Work order: Please return the section of the Patriot II passage between "Up to this point, Ashcroft" and "the final product.", inclusive, copied word for word.

Provided passage:
Up to this point, Ashcroft had refused comments when asked what, if any, additional provisions may be in development. However, as a result of this leak and the negative press it generated, opposition to the Patriot II had gained momentum, not only from the liberal side of the spectrum but from various right-wing organizations. The timing of this bill was suspicious; it appeared that the administration was waiting for the start of the Iraq War to introduce the bill, and then exploit the crisis to rush it through Congress with little public attention. Under scrutiny, the administration dismissed the bill as a simple "draft" that would be nothing like the final product.

On December 13, 2003, the very day he announced the capture of Saddam Hussein in Iraq, President George W. Bush quietly signed portions of the Patriot II into law. This time, the method used to sign the bill into law was more unusual than the bills themselves; December 13 was a Saturday, an unusual day for the President to be passing legislature; additionally, the provisions were broken up into fragments and embedded in the Intelligence Authorization Act of 2004 (officially documented as H.R.2417), a massive document dealing with financial matters for virtually the entire Legislative Branch of the government.

Because not all of the original provisions were included, less media attention was garnered to this event and the bill passed, though not without some speculation by its political opponents who felt uncomfortable about the secretive fashion in which the bill was signed into law.

Forced revisions

Since the inception of the Patriot Act, the United States has been at war with Afghanistan, engaged with Islamic radicals while supporting a budding Iraqi democracy amidst what many believe is a civil war, and fighting a global war on terror (GWOT). These events, as well as other global happenings, consume the media and keep most other news out of the public eye.

Record extracts:

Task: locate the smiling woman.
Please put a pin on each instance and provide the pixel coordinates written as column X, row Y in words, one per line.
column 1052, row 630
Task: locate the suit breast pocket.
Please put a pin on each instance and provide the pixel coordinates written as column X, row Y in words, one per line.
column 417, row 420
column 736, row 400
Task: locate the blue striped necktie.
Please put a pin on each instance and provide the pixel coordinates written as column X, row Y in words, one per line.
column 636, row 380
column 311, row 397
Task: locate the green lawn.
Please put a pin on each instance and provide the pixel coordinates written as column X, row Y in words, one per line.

...

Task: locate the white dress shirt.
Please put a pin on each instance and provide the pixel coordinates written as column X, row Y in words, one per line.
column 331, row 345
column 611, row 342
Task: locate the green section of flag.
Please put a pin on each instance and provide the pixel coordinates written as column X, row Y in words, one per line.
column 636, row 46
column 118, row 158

Output below:
Up to this point, Ashcroft had refused comments when asked what, if any, additional provisions may be in development. However, as a result of this leak and the negative press it generated, opposition to the Patriot II had gained momentum, not only from the liberal side of the spectrum but from various right-wing organizations. The timing of this bill was suspicious; it appeared that the administration was waiting for the start of the Iraq War to introduce the bill, and then exploit the crisis to rush it through Congress with little public attention. Under scrutiny, the administration dismissed the bill as a simple "draft" that would be nothing like the final product.